> ЗАДАНИЯ ДЛЯ ВЫПОЛНЕНИЯ:
a: Измените часть отрывка об Островском, которая начинается со слов «Что-то было такое» и заканчивается словами «секрет приключенческой литературы.»: замените «изумление» на «удивление» и приведите этот фрагмент целиком.
b: В каком году газета «Вашингтон Ньюз» писала о повести Островского, согласно отрывку об Островском?
c: Продолжите отрывок об Островском, начав сразу после его последнего предложения.

«И он по-приятельски провел по руке смущенной девушки своей холодной ладонью…»
Что-то было такое у Жюля Верна или у Конан-Дойля, у Мелвилла или у Дюма — у тех, кого мы никогда не изучали, но кем всегда зачитывались… Что?
Непрестанное изумление миру — великий секрет приключенческой литературы.
Теперь еще раз вчитайтесь в Островского; следите за эпитетами, по не за смыслом, а за ритмом эпитетов:
«Павел рассматривал ее с каким-то странным любопытством. Рита была в полосатой блузке, в синей недлинной юбке из простой ткани, куртка мягкого хрома была переброшена через плечо. Шапка непослушных волос окаймляла загорелое лицо…»
Островский, как известно, назвал в повести тех, кого запоем читал в юности: Войнич, Джованьоли, Купер… По свидетельству Б. Шиперовича, формировавшего в 1936 году личную библиотеку Островского, — он и потом продолжал любить приключенческие книги, особенно — Жюля Верна, Вальтера Скотта, Стивенсона, Конан-Дойля, Эдгара По, Дюма-отца. Любопытно, что американские критики сразу же уловили в тексте «Как закалялась сталь» эту художественную структуру и сами назвали еще одно имя: Бичер-Стоу. «Вашингтон Ньюз» писала о повести Островского в 1937 году: «Книга характеризуется той необычной и приводящей в смущение смесыо полной искренности и ужасающей наивности, которая в англоязычной литературе наиболее ярко выражена в „Хижине дяди Тома“».

> НАБОР ДАННЫХ:
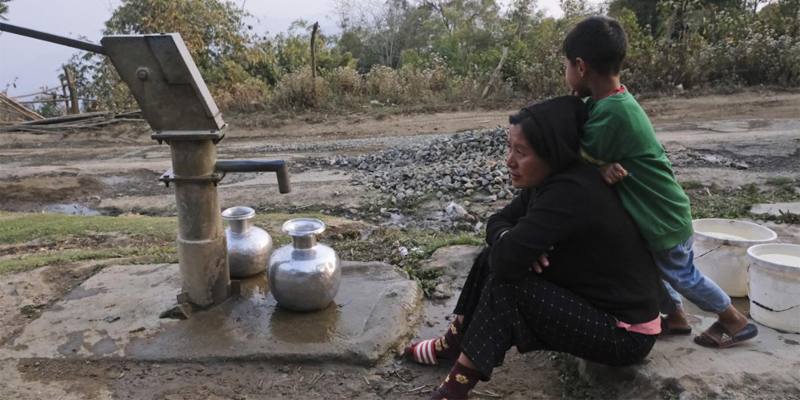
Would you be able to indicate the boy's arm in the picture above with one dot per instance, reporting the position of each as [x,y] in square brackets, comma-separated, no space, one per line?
[550,219]
[506,218]
[613,173]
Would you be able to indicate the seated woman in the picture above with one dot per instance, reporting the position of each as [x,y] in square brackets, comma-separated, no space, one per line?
[596,297]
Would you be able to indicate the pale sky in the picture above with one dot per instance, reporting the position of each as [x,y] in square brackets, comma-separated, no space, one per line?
[30,64]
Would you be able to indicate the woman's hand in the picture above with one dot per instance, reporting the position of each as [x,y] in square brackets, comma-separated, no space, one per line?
[613,173]
[540,264]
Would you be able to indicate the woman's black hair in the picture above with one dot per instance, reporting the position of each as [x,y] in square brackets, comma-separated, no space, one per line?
[553,129]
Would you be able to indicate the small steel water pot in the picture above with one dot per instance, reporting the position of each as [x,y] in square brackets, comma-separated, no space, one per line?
[304,275]
[249,247]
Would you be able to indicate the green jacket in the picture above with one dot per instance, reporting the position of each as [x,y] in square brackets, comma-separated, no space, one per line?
[618,130]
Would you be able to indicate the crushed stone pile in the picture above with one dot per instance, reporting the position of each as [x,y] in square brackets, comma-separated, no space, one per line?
[469,164]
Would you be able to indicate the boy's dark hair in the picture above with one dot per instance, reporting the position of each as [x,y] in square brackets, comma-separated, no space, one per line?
[600,42]
[553,129]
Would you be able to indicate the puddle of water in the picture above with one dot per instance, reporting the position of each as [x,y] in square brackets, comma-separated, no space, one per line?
[115,180]
[71,209]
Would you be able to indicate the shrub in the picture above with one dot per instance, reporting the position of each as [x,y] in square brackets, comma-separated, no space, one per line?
[300,90]
[384,84]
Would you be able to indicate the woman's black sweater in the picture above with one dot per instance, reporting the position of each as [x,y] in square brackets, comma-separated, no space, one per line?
[593,246]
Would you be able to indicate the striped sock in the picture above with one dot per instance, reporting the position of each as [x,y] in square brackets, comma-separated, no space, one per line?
[428,352]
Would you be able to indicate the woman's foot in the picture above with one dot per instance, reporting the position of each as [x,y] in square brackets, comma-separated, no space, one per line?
[675,323]
[458,383]
[448,346]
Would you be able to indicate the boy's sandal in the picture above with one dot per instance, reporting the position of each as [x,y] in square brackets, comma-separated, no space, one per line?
[717,336]
[667,330]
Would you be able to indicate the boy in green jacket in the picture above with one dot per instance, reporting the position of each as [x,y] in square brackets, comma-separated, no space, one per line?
[620,140]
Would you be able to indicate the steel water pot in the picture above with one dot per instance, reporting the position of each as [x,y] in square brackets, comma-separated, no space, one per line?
[249,247]
[304,275]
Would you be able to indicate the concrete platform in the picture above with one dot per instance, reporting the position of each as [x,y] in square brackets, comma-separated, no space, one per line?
[115,315]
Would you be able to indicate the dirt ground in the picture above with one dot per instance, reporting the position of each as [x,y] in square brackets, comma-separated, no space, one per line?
[729,140]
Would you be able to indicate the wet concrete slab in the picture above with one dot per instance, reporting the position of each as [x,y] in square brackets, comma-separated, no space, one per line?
[115,315]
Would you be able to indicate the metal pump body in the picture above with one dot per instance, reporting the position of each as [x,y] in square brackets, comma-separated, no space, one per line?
[176,102]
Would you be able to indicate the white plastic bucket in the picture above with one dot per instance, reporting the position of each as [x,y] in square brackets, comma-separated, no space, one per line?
[775,285]
[720,248]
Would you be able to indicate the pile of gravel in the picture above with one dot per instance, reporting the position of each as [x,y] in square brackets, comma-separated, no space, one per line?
[469,164]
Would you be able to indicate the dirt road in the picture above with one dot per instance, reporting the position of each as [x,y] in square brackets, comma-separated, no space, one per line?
[731,140]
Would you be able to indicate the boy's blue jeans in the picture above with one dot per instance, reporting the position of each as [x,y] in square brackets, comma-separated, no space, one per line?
[681,276]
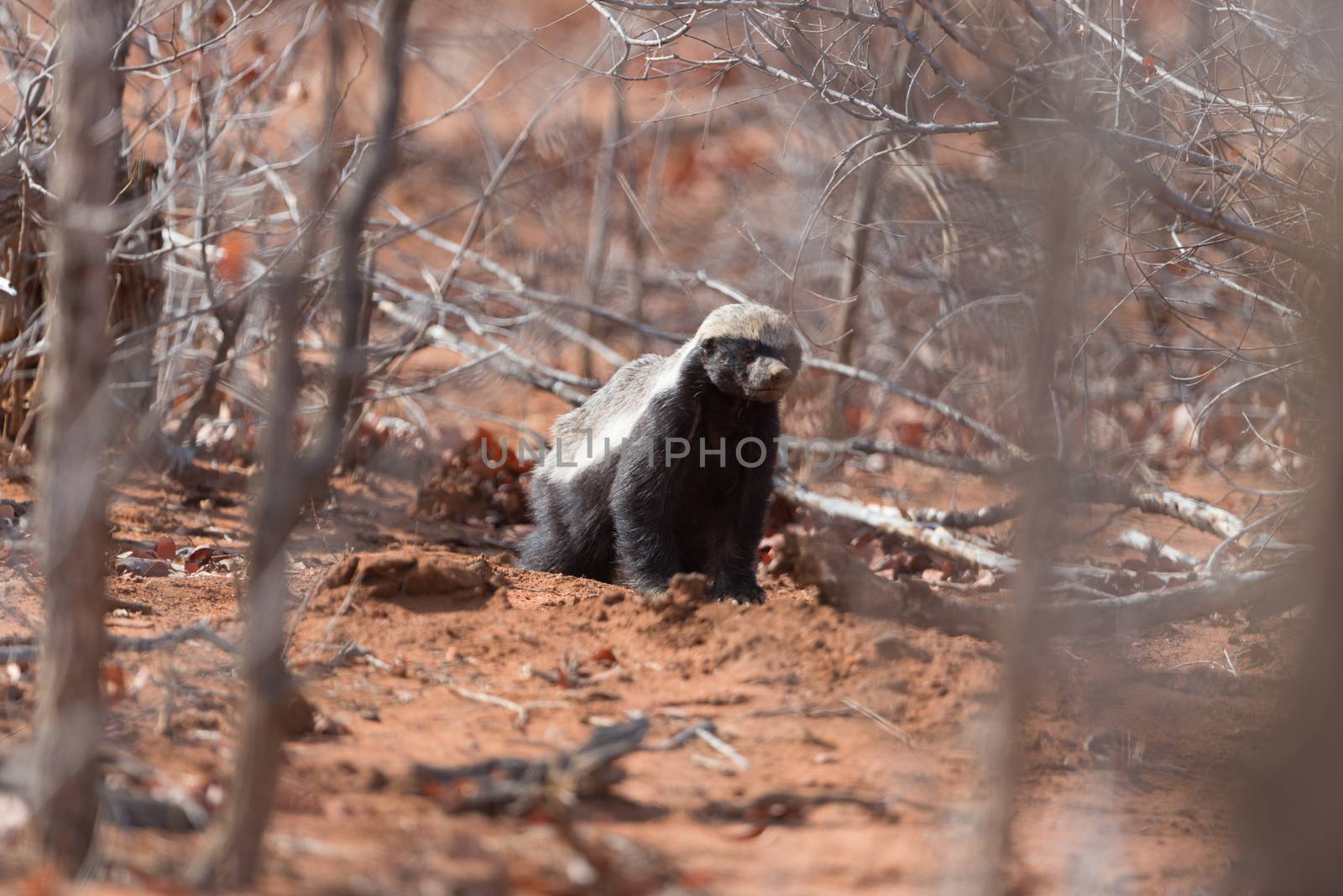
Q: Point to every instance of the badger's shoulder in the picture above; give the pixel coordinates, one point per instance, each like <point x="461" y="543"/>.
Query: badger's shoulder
<point x="595" y="431"/>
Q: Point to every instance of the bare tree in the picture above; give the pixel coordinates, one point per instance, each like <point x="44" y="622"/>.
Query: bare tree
<point x="76" y="430"/>
<point x="290" y="481"/>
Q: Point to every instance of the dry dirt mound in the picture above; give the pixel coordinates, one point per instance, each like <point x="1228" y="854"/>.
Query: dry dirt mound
<point x="789" y="748"/>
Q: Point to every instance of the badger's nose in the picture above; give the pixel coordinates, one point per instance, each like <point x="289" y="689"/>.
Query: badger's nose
<point x="778" y="376"/>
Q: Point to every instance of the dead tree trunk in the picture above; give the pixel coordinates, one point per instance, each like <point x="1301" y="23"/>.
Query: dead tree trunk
<point x="74" y="434"/>
<point x="289" y="482"/>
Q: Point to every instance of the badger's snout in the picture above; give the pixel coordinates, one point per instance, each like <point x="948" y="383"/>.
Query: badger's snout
<point x="776" y="376"/>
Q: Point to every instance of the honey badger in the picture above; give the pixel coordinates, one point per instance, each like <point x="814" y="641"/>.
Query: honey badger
<point x="668" y="467"/>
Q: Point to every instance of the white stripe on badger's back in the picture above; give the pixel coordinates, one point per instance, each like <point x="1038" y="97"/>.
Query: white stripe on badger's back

> ОТВЕТЫ К УПРАЖНЕНИЮ:
a:
Что-то было такое у Жюля Верна или у Конан-Дойля, у Мелвилла или у Дюма — у тех, кого мы никогда не изучали, но кем всегда зачитывались… Что?
Непрестанное удивление миру — великий секрет приключенческой литературы.

b: В 1937 году.

c:
У нас нет данных, читал ли Остронский в детстве «Хижину дяди Тома». У нас есть точные данные о том, какая книга с огромнейшей силой поразила в детстве его воображение. Это — анонимное лубочное издание «Гарибальди», которое перед первой мировой войной издательство «Развлечение» распространяло в «народе» десятками пятикопеечных выпусков. Вот это чтиво:
«Гарибальди толкнул дверь и вошел… Солнце споими золотыми лучами ярко озаряло хорошо знакомое лицо…
Глаза молодого воина загорелись, он взглянул на прекрасное лицо девушки…
Посмотрела она на герцога своими прекрасными синими глазами…»
Через пятнадцать лет Островский процитирует в своей повести последнюю, засевшую в памяти строку и прибавит простодушно: у Тони Тумановой — «тоже синие глаза». И на следующей странице: «Тоня посмотрела на него искрящимися, насмешливыми глазами…»
Чудо заключается не в том, что эта старомоднейшая, уже давно оставшаяся за пределами литературной стилистики манера досталась Островскому в худшем, лубочном варианте, — чудо в том, что эта наивная манера, перешедшая в его текст, вдруг приобрела совершенно неожиданную роль, разрешив внутри организма его прозы какой-то кардинальный вопрос.
Он не пишет: Артем обнял Павку. Он пишет: «Весь измазанный в мазуте машинист… схватил в медвежьи объятья молодого красноармейца».
В чем магия?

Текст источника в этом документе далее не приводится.